**** Records to use ****

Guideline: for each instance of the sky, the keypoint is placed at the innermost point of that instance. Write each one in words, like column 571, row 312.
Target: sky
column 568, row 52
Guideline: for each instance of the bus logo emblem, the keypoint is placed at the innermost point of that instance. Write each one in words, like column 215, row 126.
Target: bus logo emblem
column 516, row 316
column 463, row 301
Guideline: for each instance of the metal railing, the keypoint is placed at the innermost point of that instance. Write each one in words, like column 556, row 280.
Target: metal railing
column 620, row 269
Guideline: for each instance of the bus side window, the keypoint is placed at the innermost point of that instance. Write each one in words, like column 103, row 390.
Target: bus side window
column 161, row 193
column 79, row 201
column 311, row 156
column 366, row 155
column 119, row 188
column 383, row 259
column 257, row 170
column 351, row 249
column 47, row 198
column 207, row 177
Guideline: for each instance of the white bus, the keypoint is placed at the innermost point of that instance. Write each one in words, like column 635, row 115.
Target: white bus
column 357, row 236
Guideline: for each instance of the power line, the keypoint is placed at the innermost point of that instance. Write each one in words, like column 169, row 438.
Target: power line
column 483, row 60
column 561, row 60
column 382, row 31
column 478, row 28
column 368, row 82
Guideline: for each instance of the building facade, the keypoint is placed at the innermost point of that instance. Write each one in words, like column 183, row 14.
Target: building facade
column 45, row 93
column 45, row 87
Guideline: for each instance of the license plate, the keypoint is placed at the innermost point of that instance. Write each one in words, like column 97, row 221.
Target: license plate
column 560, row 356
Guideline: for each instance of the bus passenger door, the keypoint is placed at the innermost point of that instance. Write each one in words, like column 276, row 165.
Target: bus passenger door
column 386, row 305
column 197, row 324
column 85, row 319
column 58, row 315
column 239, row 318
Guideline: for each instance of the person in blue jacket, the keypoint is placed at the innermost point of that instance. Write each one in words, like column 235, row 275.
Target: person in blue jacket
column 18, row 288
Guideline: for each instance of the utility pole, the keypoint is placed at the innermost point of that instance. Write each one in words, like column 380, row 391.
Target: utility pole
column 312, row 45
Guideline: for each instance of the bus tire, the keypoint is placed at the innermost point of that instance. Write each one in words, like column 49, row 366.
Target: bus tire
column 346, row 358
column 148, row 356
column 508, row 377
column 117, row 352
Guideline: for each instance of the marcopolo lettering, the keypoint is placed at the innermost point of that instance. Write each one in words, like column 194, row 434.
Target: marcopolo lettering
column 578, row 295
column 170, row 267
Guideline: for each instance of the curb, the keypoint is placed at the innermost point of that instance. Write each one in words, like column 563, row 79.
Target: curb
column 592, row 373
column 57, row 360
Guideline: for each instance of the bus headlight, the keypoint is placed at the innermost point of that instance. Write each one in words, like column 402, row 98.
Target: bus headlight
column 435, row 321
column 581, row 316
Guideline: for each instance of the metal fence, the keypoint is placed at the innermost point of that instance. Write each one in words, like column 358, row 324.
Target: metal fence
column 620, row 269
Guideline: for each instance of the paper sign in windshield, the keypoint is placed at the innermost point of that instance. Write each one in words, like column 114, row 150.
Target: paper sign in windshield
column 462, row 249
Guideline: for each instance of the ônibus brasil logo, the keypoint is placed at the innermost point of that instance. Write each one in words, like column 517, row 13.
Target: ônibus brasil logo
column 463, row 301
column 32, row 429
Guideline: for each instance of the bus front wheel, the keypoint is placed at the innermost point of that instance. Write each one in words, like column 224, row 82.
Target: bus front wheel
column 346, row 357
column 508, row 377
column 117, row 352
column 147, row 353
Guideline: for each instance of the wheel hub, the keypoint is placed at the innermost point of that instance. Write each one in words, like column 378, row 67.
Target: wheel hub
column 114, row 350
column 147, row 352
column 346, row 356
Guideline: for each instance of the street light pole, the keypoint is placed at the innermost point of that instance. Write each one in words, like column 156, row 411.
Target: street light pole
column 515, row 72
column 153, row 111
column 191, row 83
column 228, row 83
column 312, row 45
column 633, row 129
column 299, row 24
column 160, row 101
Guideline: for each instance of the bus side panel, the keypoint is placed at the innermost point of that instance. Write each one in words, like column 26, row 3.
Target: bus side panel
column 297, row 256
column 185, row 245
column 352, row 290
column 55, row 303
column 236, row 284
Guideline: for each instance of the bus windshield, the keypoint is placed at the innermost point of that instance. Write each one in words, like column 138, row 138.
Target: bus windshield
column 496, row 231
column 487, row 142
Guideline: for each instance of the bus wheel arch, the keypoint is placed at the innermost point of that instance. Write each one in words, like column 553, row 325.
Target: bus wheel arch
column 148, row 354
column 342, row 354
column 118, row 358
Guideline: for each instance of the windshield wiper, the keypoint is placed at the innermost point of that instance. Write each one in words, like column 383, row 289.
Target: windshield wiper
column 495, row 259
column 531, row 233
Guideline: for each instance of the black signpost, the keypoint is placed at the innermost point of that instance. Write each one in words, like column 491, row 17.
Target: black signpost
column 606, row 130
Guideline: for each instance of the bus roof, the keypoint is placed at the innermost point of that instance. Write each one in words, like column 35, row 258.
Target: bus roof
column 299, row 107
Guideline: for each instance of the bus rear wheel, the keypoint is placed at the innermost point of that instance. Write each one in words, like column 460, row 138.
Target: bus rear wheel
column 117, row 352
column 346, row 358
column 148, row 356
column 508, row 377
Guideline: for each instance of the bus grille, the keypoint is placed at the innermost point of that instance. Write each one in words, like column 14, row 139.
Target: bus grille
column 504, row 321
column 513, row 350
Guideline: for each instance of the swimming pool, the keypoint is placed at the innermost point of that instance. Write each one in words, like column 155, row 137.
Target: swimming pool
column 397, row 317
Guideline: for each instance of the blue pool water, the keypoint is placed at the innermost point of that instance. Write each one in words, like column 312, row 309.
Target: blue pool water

****

Problem requirements:
Convert every line of the listing above into a numbered list, leaving out any blank lines.

Answer below:
1. Guideline: for each instance of the sky, the keypoint is placed at the innermost point of that instance. Write each one in words, like column 571, row 312.
2. Target: sky
3. column 568, row 52
4. Guideline: for each instance of the bus logo emblem, the keypoint is placed at the innermost point of that instance. Write each one in words, like column 215, row 126.
5. Target: bus logo emblem
6. column 516, row 316
7. column 463, row 301
8. Guideline: for each instance of the metal railing, the keypoint is placed at the innermost point of that instance. Write each one in words, like column 556, row 280.
9. Target: metal railing
10. column 620, row 269
11. Guideline: for each instance of the bus side window, the keypoint is placed at the innermost point of that instance. Write each one in words, like column 103, row 390.
12. Target: bus side window
13. column 161, row 193
14. column 79, row 201
15. column 311, row 156
16. column 366, row 155
17. column 119, row 188
18. column 383, row 259
19. column 257, row 170
20. column 351, row 249
21. column 47, row 198
22. column 207, row 177
23. Guideline: for each instance of the white bus, the keypoint is placed at the innermost point of that instance. Write each one in words, like column 635, row 115.
24. Target: white bus
25. column 357, row 236
26. Guideline: for each instance of the power line, the keypoint is placed at the innermost point of that instance. Write each one in words, like column 169, row 438.
27. Target: power line
28. column 483, row 60
29. column 561, row 60
30. column 382, row 31
31. column 478, row 28
32. column 368, row 82
33. Guideline: for each instance of the building facade, the keypoint is placed at the innermost point of that instance. Write each one in words, like column 183, row 14.
34. Target: building facade
35. column 45, row 93
36. column 45, row 87
37. Guideline: for each instance of the license plate, the keypoint is placed at the innermost point of that instance. Write each one in words, like column 97, row 221.
38. Target: license plate
39. column 560, row 356
40. Guideline: for each instance of the bus passenger door, the keypoint is placed at the innermost point of that instance. Write each one in words, like column 276, row 165.
41. Target: bus passenger door
42. column 386, row 305
43. column 197, row 324
44. column 85, row 319
45. column 58, row 315
46. column 239, row 318
47. Guideline: for each instance of the person in blue jacket, the keypoint is placed at the innermost point of that instance. Write each one in words, like column 235, row 275.
48. Target: person in blue jacket
49. column 18, row 288
50. Guideline: for each instance of the utility pole, the keypoint is placed at the innermost point of that instance. Write each one in words, like column 380, row 391.
51. Target: utility pole
52. column 312, row 45
53. Guideline: for each instance of the bus tire, the keypoint is placed at the innermost point of that instance. Write each one in words, like column 49, row 366.
54. Target: bus tire
55. column 346, row 358
56. column 148, row 356
57. column 508, row 377
58. column 117, row 352
59. Guideline: for each instance of the marcopolo lettering, the keypoint is placed at the innermost point of that instance. Write each one in words, like column 194, row 434.
60. Target: marcopolo lettering
61. column 578, row 295
62. column 170, row 267
63. Guideline: for each instance of the curb, the keypoint is placed at the innermost point of that instance. Write each one in words, like column 563, row 79.
64. Target: curb
65. column 592, row 373
66. column 57, row 360
67. Guideline: for each instance of the bus headlight, the keypoint is placed at the innermost point of that instance. Write each one in words, like column 402, row 98.
68. Target: bus headlight
69. column 435, row 321
70. column 581, row 316
71. Guideline: for each instance of the metal fence, the keypoint is placed at the innermost point of that instance. Write each one in words, like column 358, row 324.
72. Target: metal fence
73. column 620, row 269
74. Guideline: for each instance of the paper sign in windshield, the keypoint is placed at the innermost point of that instance. Write each one in words, like column 114, row 150.
75. Target: paper sign in windshield
76. column 462, row 249
77. Guideline: for each instance of the ônibus brasil logo, the keypoint is placed at the innermost point of that instance. Write each one in words, like column 517, row 13.
78. Target: ônibus brasil logo
79. column 463, row 301
80. column 32, row 429
81. Guideline: for each instance of the bus front wheel, the keypoint is placed at the innermost point of that instance. Write each one in words, like column 224, row 82.
82. Target: bus front wheel
83. column 346, row 357
84. column 508, row 377
85. column 117, row 352
86. column 147, row 353
87. Guideline: for each instance of the wheel hub, the keypoint is placed at the innermost point of that instance. Write each one in words, like column 378, row 67.
88. Target: wheel hub
89. column 114, row 350
90. column 147, row 352
91. column 346, row 356
92. Guideline: for each instance of the street light pole, the keypoint is placed at the innermost point of that instance. Write each one in words, like column 156, row 411.
93. Target: street light pole
94. column 515, row 72
95. column 153, row 111
96. column 191, row 83
97. column 228, row 83
98. column 312, row 45
99. column 633, row 129
100. column 299, row 24
101. column 160, row 101
102. Guideline: for each instance of the bus side panel, the keypoint is placed at the innermost point of that instance. Write each one in words, like column 26, row 3.
103. Target: bus side panel
104. column 297, row 256
105. column 185, row 245
106. column 352, row 290
107. column 55, row 303
108. column 236, row 284
109. Guideline: for each instance of the bus windshield, the keypoint is placed at the innermost point of that instance. Write each one in words, like column 138, row 138.
110. Target: bus windshield
111. column 496, row 231
112. column 487, row 142
113. Guideline: for each instance of the bus wheel arch, the keypoint is placed at the innermost point of that instance. Write each one in words, like column 553, row 325.
114. Target: bus wheel arch
115. column 148, row 354
116. column 342, row 354
117. column 118, row 358
118. Guideline: for each instance of the windshield wiper, the keypoint is placed at the innermost point of that instance. Write each one in words, like column 383, row 289.
119. Target: windshield wiper
120. column 495, row 259
121. column 531, row 233
122. Guideline: for each instance of the black signpost, the keypoint is placed at the innermost point of that instance. Write each one in words, like column 491, row 17.
123. Target: black signpost
124. column 606, row 130
125. Guideline: for each instance of the bus roof, the keypoint is placed at the innermost point of that instance. Write each one in words, like column 35, row 258.
126. Target: bus roof
127. column 299, row 107
128. Guideline: for each instance of the bus rear wheel, the keypoint is placed at the innermost point of that instance. Write each one in words, like column 460, row 138.
129. Target: bus rear wheel
130. column 117, row 352
131. column 346, row 358
132. column 148, row 356
133. column 508, row 377
134. Guideline: for each instance of the bus grille, the keypoint is placed at the innermost point of that instance. Write each one in words, like column 14, row 139.
135. Target: bus grille
136. column 504, row 321
137. column 513, row 350
138. Guideline: for each instance of the swimming pool, the keypoint is placed at the innermost point of that instance. Write each one in words, like column 155, row 137.
139. Target: swimming pool
140. column 397, row 317
141. Guideline: for each instance of the blue pool water, the keypoint is placed at the innermost point of that instance. Write each one in words, like column 312, row 309.
142. Target: blue pool water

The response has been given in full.